Required task:
Write out again only the lines running from the one that contains "Look at the photo above. For each instance of the dry" to the end of the records below, including both the first and the last.

(Collected data)
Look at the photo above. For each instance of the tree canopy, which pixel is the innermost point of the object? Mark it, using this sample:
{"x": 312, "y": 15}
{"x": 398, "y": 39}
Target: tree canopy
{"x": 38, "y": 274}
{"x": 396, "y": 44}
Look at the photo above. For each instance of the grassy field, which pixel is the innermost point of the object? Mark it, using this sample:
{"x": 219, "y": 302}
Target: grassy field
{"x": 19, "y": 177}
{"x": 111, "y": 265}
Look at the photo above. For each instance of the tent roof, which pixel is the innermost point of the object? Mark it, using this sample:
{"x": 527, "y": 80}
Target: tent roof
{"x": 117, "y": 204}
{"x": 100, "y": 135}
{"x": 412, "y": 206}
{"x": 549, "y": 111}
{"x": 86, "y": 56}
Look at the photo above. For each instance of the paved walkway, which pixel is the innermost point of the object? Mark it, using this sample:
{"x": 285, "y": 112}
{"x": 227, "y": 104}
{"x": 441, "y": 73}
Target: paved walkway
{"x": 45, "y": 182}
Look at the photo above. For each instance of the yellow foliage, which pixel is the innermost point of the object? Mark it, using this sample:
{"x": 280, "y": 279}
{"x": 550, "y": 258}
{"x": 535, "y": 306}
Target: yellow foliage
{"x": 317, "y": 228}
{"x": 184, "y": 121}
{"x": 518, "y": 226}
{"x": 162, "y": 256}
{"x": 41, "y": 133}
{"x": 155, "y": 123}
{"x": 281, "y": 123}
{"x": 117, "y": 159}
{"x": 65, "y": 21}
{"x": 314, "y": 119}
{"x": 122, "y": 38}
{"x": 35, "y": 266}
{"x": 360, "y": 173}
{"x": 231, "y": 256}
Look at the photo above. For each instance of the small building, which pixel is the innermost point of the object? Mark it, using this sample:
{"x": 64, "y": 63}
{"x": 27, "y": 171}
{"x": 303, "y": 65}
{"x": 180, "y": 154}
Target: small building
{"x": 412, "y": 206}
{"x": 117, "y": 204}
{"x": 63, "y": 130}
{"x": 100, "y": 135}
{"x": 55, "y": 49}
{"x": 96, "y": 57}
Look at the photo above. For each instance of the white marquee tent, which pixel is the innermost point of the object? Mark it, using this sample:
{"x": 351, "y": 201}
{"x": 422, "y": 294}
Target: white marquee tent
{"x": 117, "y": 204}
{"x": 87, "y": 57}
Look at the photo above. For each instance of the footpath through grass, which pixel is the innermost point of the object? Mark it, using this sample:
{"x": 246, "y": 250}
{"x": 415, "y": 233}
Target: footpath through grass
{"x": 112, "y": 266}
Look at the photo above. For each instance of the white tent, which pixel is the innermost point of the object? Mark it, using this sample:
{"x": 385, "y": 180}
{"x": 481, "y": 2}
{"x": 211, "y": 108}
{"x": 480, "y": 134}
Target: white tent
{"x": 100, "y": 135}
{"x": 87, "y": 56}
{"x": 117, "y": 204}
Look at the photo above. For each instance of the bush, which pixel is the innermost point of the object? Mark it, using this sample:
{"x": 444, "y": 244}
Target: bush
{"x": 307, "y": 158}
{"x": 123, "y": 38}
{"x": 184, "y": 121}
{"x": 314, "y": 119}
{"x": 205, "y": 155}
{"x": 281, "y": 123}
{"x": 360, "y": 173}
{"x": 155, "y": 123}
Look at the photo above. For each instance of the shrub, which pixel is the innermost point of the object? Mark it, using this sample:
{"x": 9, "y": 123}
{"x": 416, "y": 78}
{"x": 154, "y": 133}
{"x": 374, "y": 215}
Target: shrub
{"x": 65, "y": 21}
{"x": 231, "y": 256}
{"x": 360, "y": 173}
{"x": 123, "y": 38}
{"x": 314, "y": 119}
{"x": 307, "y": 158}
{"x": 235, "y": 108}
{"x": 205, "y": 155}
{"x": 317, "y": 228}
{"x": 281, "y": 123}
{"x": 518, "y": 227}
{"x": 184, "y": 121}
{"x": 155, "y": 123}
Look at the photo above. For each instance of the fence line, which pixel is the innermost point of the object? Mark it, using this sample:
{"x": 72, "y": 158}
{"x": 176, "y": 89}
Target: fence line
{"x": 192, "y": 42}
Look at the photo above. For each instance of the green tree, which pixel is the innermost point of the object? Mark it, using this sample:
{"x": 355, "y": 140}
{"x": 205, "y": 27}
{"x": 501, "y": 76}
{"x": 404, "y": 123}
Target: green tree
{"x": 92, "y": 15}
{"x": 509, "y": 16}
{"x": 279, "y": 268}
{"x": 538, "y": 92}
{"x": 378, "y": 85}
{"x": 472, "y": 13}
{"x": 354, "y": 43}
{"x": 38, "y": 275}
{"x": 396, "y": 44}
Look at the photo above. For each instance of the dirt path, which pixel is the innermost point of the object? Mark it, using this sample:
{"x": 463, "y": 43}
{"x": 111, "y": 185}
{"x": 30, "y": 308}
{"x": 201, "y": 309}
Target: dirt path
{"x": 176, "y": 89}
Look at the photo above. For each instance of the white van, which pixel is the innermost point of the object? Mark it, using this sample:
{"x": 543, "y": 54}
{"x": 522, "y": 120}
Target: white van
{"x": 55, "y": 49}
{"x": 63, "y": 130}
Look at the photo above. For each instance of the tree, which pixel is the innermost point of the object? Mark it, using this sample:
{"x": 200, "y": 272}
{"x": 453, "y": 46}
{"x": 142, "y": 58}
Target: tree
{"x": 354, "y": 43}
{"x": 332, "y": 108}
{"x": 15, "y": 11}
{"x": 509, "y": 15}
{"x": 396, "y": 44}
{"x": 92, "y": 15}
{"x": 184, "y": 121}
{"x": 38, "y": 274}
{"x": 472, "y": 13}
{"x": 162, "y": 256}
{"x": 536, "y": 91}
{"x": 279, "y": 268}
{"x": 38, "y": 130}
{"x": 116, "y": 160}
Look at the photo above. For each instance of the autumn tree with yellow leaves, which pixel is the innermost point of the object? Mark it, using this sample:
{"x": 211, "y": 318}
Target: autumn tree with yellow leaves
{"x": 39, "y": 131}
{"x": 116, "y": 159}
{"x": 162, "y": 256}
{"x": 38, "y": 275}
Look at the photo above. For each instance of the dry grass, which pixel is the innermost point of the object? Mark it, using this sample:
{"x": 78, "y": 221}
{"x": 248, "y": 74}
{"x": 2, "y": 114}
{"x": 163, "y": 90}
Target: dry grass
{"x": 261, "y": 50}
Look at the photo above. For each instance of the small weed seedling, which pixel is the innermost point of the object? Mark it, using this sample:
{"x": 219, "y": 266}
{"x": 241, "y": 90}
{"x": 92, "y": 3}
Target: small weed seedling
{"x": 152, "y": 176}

Solution:
Look at the photo above. For each instance of the dry grass, which pixel is the innermost point of the object? Mark it, using this sample:
{"x": 78, "y": 221}
{"x": 248, "y": 74}
{"x": 2, "y": 114}
{"x": 163, "y": 90}
Target: dry grass
{"x": 261, "y": 50}
Look at the photo above. For each instance of the small weed seedling, which pixel is the innermost point of the object? Mark it, using this sample:
{"x": 219, "y": 266}
{"x": 241, "y": 90}
{"x": 92, "y": 3}
Target: small weed seedling
{"x": 152, "y": 176}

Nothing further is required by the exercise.